(Items listed in a dataset)
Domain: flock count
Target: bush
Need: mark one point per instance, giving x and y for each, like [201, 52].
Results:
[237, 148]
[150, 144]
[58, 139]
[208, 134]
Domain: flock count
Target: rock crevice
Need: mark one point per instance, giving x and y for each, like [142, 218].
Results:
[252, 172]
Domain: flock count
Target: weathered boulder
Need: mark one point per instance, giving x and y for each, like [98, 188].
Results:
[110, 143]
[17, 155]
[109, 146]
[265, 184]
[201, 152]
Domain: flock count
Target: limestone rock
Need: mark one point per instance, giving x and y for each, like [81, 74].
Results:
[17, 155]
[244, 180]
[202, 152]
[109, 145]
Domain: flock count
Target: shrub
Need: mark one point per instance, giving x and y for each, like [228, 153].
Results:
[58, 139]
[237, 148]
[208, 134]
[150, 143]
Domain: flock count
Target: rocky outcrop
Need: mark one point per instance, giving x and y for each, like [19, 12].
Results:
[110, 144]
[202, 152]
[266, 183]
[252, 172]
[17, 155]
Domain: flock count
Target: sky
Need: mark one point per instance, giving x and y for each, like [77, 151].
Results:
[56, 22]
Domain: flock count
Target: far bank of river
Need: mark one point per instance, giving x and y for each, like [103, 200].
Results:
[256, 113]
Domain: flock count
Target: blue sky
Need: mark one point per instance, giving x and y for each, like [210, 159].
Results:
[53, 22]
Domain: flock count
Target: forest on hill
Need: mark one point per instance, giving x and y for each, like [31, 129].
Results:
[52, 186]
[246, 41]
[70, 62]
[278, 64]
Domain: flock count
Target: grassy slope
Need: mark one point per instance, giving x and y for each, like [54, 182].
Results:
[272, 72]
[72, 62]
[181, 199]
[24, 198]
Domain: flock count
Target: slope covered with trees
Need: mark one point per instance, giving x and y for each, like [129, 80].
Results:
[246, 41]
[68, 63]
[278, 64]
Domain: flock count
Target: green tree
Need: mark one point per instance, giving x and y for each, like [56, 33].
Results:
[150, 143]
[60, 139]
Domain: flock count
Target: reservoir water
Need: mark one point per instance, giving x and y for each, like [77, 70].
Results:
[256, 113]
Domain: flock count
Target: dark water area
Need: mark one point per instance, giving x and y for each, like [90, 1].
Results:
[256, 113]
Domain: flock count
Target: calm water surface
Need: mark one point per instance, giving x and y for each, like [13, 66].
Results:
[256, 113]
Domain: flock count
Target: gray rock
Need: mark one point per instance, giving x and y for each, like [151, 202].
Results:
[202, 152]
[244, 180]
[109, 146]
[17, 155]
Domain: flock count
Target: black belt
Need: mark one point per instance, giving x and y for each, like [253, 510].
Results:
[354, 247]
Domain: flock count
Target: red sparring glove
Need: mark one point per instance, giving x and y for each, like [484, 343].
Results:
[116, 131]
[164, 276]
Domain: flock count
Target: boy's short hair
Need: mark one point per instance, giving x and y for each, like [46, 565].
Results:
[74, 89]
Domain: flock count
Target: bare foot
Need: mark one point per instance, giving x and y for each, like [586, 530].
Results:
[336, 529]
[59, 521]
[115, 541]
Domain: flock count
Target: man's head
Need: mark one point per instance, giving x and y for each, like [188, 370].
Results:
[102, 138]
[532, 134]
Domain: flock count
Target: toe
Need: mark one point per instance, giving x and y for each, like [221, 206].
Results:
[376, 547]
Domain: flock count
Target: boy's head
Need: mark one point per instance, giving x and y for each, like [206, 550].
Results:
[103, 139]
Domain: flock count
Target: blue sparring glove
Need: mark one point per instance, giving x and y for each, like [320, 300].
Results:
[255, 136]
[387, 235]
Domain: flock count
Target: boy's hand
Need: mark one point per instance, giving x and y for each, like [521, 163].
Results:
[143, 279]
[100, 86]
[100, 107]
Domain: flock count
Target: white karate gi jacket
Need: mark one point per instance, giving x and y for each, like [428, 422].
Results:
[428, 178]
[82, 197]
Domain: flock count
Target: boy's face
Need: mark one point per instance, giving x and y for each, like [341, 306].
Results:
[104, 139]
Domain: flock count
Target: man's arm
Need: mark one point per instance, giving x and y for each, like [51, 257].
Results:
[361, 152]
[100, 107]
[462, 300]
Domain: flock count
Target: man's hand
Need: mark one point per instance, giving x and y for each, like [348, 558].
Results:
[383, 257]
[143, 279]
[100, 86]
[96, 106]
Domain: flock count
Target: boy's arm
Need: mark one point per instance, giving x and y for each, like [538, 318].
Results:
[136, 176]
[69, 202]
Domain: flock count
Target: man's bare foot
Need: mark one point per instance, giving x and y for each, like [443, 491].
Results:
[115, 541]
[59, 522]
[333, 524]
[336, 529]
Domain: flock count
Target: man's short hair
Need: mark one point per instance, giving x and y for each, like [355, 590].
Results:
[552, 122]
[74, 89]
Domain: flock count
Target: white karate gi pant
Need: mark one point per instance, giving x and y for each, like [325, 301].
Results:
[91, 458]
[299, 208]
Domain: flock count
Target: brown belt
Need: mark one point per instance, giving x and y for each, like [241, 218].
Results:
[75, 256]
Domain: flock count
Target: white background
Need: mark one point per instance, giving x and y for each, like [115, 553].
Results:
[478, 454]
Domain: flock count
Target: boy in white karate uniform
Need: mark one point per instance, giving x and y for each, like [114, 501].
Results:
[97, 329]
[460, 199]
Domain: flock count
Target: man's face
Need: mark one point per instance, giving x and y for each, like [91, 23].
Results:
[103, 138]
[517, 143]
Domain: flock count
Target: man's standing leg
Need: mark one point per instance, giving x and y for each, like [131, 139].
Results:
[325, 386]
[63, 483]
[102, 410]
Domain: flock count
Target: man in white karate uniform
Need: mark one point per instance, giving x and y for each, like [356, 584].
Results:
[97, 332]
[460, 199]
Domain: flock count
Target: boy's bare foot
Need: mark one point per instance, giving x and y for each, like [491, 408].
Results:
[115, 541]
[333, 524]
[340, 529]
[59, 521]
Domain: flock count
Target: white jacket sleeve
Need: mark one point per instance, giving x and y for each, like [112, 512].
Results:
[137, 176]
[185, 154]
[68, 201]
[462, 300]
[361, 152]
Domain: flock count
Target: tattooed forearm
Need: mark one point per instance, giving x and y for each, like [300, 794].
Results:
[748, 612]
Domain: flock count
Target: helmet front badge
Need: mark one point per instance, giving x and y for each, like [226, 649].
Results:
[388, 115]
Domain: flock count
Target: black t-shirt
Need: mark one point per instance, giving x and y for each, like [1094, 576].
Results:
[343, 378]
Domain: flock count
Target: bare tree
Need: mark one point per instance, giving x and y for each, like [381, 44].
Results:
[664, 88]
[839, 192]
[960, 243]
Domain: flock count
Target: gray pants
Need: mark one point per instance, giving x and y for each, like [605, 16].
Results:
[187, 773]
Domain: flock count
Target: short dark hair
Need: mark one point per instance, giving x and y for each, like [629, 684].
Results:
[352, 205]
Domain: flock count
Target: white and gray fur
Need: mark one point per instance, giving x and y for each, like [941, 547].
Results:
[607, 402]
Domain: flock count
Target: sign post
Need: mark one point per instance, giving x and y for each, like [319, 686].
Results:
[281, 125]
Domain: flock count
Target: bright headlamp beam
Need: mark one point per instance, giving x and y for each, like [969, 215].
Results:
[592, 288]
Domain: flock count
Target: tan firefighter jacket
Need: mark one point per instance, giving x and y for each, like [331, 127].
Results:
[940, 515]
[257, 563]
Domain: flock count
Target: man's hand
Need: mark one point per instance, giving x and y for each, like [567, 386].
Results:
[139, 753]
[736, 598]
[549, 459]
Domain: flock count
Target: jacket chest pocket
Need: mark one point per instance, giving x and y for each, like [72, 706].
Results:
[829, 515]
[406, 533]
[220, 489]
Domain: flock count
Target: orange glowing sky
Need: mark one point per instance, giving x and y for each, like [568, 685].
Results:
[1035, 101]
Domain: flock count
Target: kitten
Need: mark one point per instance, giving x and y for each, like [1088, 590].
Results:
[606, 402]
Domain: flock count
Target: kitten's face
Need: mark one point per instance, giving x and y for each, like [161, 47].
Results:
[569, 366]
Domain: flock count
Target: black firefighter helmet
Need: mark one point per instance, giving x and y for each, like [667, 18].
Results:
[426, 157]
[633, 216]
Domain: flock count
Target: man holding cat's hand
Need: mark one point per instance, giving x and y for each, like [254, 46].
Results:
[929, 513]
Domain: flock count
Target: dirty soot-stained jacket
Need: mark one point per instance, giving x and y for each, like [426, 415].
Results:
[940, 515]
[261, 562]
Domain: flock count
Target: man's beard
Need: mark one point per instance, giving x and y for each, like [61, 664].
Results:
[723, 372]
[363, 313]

# [Activity]
From the line holding "Target: gray rock" to the line holding "like [253, 510].", inclusive, restate each line above exactly as written.

# [Written response]
Target: gray rock
Need: mark one point per instance, giving x and y for each, like [151, 202].
Results:
[202, 152]
[244, 180]
[109, 146]
[17, 155]
Domain: flock count
Target: black belt
Need: mark one point per instance, giving x and y for each, like [253, 510].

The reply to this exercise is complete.